Dataset content:
————

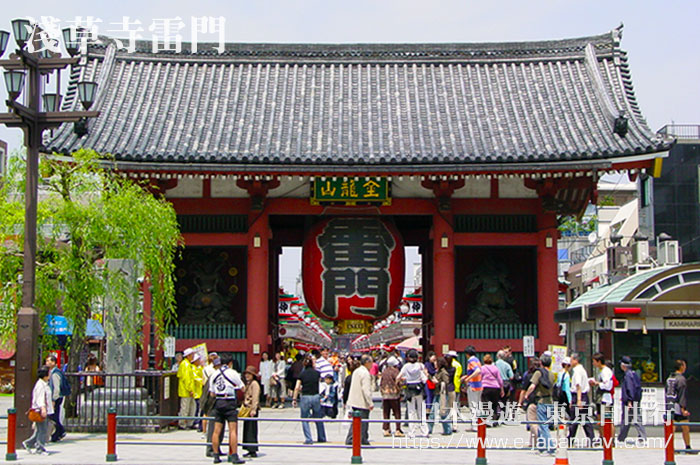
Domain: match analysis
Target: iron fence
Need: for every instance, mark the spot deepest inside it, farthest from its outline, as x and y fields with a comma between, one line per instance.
x=210, y=331
x=495, y=331
x=148, y=393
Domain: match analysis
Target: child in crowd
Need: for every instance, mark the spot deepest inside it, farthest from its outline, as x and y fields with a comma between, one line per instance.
x=329, y=396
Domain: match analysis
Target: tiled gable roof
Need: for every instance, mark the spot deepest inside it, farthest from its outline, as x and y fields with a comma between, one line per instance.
x=364, y=104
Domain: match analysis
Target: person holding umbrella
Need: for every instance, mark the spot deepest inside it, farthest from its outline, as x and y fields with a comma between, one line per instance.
x=251, y=403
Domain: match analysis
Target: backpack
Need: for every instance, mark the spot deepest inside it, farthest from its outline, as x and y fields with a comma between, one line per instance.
x=544, y=379
x=637, y=387
x=672, y=395
x=558, y=393
x=64, y=389
x=387, y=383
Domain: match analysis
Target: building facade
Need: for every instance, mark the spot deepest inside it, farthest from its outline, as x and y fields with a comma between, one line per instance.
x=673, y=199
x=478, y=150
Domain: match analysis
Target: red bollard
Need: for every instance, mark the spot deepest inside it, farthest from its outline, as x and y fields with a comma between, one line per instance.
x=481, y=441
x=11, y=432
x=669, y=439
x=111, y=435
x=607, y=436
x=356, y=437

————

Task directions: Update the material above by replacing each "match analysis" with "crowd monitoring" and keeping everything else unchanged. Leave the pictures out of your answer.

Exercise output:
Domain: crowd monitoring
Target: iron fence
Need: for every instance, mark the spot deepest inside it, farthest from its outline, as x and y fields with a comma between, one line per instance.
x=210, y=331
x=495, y=331
x=148, y=393
Domain: crowd monitoring
Target: child in crowd
Need: for every instance, mark the spot deepest inside it, farthest from its outline, as x and y fields with a comma between, one line per instance.
x=329, y=396
Domain: crowd monitoring
Target: tiled gable roof
Need: for every instance, mark the spot deepest inside it, farthest from its outline, as x and y fields with a comma between, one line per instance.
x=364, y=104
Domain: crowd monitoring
Target: person holding umbrella
Need: for every instance, mark the spot deepest inside it, farthest from its outline, as x and y fields with a comma between, one line per instance.
x=251, y=403
Domain: crowd monitoring
Target: backpack
Need: for every instance, mark the spot deepest inside it, farthest from its outline, as x and y fields with a comma between, one line per instance.
x=544, y=379
x=637, y=387
x=672, y=395
x=558, y=393
x=64, y=389
x=387, y=383
Domain: crowd monitoring
Target: building facade
Need: for every instance, mark the spot deepest inside it, farthest from its outline, as x and y fields with a comma between, one line per instance.
x=673, y=199
x=478, y=150
Domain: crowd monitoring
Target: red bollard
Need: for every instance, mark the spot deepest inside it, farthest from its outline, as x and y fields with a comma between, one line per instance.
x=481, y=441
x=11, y=432
x=669, y=439
x=111, y=435
x=607, y=436
x=356, y=437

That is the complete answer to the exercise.